Referring expression pointing data
[Start of Attachment]

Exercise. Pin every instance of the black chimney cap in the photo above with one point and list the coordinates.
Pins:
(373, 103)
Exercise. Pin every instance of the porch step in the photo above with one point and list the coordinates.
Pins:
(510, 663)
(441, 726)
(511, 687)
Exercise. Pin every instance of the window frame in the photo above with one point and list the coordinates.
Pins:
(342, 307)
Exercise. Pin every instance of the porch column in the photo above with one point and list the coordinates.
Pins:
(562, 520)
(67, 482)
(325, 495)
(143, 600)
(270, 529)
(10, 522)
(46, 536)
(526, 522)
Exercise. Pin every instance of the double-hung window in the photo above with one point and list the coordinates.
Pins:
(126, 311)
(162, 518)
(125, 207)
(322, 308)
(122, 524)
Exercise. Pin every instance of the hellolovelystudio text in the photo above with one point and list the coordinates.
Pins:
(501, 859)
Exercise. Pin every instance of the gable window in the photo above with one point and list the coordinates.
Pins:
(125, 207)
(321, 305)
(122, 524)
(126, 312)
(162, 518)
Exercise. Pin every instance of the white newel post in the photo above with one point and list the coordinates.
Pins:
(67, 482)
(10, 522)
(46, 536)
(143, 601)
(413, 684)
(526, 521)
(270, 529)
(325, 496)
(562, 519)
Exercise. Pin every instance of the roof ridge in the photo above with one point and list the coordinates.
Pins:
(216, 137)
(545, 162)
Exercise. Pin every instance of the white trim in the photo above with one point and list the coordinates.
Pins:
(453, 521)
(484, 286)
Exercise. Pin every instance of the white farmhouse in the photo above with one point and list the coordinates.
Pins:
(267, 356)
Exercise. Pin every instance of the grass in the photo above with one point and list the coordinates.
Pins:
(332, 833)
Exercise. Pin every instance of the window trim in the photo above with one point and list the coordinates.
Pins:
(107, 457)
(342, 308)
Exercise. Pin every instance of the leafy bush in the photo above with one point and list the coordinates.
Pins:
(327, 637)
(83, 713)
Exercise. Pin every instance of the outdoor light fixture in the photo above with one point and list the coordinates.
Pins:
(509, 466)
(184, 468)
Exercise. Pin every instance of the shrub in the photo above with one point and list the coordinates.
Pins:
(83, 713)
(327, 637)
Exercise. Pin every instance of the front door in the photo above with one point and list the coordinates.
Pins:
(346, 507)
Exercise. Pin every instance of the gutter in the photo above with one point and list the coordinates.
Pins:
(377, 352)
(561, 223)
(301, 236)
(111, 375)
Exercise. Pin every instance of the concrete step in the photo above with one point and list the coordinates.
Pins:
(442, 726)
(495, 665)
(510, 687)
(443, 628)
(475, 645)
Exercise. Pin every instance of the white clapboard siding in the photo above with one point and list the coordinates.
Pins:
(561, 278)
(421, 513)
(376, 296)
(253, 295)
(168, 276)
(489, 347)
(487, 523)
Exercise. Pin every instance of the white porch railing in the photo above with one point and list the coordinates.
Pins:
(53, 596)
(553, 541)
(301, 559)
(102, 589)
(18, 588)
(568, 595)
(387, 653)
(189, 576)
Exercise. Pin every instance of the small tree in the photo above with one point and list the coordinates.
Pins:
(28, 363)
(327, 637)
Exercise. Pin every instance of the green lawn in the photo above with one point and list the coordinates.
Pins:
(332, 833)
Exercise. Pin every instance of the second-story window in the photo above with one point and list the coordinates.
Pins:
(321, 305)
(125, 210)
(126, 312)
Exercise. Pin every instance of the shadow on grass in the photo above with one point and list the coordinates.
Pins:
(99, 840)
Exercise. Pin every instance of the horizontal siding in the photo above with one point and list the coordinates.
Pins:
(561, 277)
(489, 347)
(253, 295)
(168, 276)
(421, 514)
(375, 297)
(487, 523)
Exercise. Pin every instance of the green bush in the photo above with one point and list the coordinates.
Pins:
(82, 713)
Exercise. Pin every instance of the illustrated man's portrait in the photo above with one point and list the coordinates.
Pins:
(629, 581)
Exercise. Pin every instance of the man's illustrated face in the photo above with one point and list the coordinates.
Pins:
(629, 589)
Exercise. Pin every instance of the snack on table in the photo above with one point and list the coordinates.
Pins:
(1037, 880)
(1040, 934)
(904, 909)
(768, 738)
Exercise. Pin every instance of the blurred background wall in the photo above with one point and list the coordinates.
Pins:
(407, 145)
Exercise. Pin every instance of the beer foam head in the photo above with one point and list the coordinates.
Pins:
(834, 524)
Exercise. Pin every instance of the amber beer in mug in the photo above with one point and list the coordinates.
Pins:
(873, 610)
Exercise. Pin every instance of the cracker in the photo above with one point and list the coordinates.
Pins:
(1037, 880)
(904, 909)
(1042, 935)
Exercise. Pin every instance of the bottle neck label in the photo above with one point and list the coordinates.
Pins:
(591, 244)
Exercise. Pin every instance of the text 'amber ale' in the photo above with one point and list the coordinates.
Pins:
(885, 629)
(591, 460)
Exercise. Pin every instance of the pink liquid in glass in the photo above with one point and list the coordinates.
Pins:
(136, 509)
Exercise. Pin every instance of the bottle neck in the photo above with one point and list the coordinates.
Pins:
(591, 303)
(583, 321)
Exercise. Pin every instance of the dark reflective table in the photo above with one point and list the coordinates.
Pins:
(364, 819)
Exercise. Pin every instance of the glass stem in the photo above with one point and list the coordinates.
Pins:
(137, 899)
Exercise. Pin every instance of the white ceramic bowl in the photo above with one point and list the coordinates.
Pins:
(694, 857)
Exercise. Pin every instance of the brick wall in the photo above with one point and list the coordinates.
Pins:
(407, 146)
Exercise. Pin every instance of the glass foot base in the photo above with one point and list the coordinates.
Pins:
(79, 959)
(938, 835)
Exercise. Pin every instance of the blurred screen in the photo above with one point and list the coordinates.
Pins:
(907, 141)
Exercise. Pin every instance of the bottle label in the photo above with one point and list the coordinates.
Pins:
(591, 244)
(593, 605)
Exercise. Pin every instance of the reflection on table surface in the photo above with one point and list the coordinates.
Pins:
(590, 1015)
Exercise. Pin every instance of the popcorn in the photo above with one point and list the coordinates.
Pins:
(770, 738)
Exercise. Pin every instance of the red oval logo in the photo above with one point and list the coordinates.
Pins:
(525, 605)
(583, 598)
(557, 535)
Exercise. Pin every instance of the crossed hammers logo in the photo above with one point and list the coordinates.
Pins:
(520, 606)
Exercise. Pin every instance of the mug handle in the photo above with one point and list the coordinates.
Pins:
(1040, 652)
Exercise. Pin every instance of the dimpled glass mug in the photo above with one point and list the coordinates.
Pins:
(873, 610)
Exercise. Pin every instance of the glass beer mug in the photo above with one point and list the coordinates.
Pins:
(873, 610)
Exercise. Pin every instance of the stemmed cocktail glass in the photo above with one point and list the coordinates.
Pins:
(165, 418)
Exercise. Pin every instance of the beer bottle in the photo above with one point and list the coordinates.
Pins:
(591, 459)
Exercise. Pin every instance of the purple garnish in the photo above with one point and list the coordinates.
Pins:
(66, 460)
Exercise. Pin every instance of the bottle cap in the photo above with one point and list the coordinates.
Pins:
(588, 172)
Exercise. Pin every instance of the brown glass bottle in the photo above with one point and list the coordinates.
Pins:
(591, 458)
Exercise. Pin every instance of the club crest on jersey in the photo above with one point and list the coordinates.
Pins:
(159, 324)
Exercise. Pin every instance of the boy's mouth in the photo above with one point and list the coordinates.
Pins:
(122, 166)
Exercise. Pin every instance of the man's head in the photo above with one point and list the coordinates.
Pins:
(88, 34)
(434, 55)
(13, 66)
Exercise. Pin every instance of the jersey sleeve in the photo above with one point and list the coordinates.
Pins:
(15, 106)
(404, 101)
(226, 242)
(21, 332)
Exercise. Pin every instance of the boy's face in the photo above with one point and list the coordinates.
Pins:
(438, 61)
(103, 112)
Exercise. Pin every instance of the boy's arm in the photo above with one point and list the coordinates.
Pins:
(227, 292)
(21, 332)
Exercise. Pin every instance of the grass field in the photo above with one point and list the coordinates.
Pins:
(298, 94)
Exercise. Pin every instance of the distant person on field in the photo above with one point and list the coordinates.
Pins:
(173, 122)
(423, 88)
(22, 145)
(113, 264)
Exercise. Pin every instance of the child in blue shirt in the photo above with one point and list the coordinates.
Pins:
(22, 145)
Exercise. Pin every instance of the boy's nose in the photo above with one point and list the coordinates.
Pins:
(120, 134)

[End of Attachment]

The task —
Check each line of the data above for the string "blurred", and copy the ones that have it.

Expected answer —
Exercise. Pin every instance of the blurred background wall in the photo above with one point and list the coordinates.
Exercise. Pin every instance of the blurred screen in the photo above with one point and list the coordinates.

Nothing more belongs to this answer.